Prompt:
Copy every line of the listing below word for word.

Data for this task:

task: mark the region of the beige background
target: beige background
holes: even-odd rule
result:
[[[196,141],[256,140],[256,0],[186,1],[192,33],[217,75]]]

Worked answer:
task: mark the region of the beige background
target: beige background
holes: even-odd rule
result:
[[[196,141],[256,140],[256,0],[186,1],[192,33],[217,75]]]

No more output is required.